**STATED GOAL**: Each entry below is to be duplicated verbatim.

**** PROVIDED MATERIAL

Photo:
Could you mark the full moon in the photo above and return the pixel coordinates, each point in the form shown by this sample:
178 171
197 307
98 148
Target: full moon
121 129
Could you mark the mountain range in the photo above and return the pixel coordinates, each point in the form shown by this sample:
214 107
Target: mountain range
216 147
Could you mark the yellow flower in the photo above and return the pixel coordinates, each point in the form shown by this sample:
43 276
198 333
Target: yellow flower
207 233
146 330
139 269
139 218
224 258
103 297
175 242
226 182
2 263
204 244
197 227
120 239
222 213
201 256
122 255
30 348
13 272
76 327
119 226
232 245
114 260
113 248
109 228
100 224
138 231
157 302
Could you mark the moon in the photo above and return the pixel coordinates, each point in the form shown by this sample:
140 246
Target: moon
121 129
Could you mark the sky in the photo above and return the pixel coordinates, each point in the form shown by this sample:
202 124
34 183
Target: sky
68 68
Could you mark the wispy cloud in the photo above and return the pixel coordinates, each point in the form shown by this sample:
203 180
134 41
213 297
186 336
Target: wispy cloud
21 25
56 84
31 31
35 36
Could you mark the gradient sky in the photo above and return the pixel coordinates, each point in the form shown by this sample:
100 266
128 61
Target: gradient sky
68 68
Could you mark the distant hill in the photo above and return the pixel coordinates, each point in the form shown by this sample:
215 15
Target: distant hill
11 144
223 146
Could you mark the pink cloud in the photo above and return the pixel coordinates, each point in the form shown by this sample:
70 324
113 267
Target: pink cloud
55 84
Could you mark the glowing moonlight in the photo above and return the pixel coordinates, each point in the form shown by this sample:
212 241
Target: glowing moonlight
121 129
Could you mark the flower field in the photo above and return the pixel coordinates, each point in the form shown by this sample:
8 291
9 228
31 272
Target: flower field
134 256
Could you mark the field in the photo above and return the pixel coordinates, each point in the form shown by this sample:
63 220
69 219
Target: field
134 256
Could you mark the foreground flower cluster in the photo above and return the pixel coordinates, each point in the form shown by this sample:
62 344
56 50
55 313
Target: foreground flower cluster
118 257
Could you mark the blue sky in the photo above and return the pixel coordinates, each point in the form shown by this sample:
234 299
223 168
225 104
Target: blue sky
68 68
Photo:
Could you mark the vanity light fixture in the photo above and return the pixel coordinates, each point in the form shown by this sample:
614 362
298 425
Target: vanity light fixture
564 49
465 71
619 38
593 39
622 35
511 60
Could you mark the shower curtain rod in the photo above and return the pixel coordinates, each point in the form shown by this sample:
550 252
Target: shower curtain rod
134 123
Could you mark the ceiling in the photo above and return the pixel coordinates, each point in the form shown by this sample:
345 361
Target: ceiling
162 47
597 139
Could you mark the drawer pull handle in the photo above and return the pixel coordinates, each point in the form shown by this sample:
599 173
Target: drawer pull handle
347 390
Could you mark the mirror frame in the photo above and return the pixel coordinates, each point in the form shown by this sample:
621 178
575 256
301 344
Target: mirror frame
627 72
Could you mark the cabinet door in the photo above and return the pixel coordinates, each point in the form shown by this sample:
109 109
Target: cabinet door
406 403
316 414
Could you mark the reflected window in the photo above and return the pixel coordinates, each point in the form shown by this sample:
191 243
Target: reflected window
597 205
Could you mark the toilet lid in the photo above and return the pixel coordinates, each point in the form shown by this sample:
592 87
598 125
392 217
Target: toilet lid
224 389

********

**WORKED ANSWER**:
Photo:
Could you mark the full moon in the photo above and return the pixel coordinates, each point in the form shown by this sample:
178 171
197 307
98 148
Target: full moon
121 129
Could you mark the mountain range in the photo above and return the pixel coordinates, each point in the form shown by this sample:
214 107
Target: mountain range
216 147
Could you mark the yellow flower in the photo above and return the pixel coordinates, each point in the form shown by this sample:
43 276
198 333
Target: yellow flower
207 233
146 330
139 269
139 218
224 258
103 297
175 242
226 182
2 263
204 244
197 227
120 239
222 213
201 256
122 255
30 348
13 272
76 327
119 226
232 245
114 260
113 248
109 228
100 224
138 231
157 302
Could you mark the moon in the photo above and return the pixel coordinates, each point in the form shown by this sample:
140 246
Target: moon
121 129
Could you mark the sky in the photo above and return the pixel coordinates, each point in the form shown by this sample:
202 124
34 183
Target: sky
68 68
Could you mark the wispy cloud in the photo above and return the pixel coordinates, each point in the form shown by this sample:
203 180
134 41
213 297
186 336
Target: wispy cloud
21 25
56 84
31 31
35 36
Could you mark the gradient sky in the photo above and return the pixel coordinates, each point in the form shown by this sample:
100 266
128 61
Target: gradient sky
68 68
Could you mark the distant hill in the photo above and return the pixel coordinates, each point in the form shown by this sample:
215 15
Target: distant hill
11 144
223 146
Could you mark the pink cloud in the photo above and return the pixel coordinates, each point in the form shown by this sample:
70 324
113 267
Target: pink cloud
55 84
Could you mark the glowing moonlight in the photo above and return the pixel coordinates, each point in the form shown by this sample:
212 241
Target: glowing moonlight
121 129
Could you mark the flower field in the photo above and return the pixel coordinates, each point in the form shown by this sample:
8 291
9 228
31 272
Target: flower field
134 256
Could you mark the field in the photo above and return the pixel coordinates, each point in the form shown by this sample:
63 220
69 219
Target: field
134 256
Could you mark the foreground flower cluster in the photo above and return the pixel coordinates, each point in the form shown by this sample:
62 344
56 50
55 313
Target: foreground flower cluster
118 257
Could you mark the blue sky in the photo above and return the pixel coordinates, each point in the form shown by this sample:
234 299
223 168
225 104
Target: blue sky
68 68
Photo:
Could you mark the vanity light fixture in the photo above and return the pixel coordinates, each point in the form shown by this sample:
614 362
298 425
Target: vanity light fixture
564 49
465 71
619 38
593 39
622 35
511 60
Could you mark the shower curtain rod in the photo above and return the pixel coordinates, each point in the form shown by this sample:
550 252
Target: shower curtain rod
134 123
Could you mark the ceiling in the photo above and return the pixel coordinates, each point in the form shown by this sample:
345 361
Target: ceiling
162 47
597 139
Could you mark the drawer pull handle in the photo above and return the pixel coordinates, each point in the form shown by this sample:
599 173
Target: drawer pull handle
347 390
Could you mark the mirror frame in the photo above and return the pixel coordinates, each point in the form shown by this sample:
621 178
575 256
301 344
Target: mirror frame
627 72
Could you mark the cabinet door in the photo above and return the pixel coordinates, each point in the form shown by this sample:
109 109
Target: cabinet door
406 403
316 414
Could you mark the reflected window in the photo above and return the pixel coordinates, each point in the form shown by this sample:
191 243
Target: reflected window
597 205
Could you mark the toilet lid in the photo above and return the pixel coordinates, each point in the form shown by this sample:
592 87
598 125
392 217
Target: toilet lid
224 389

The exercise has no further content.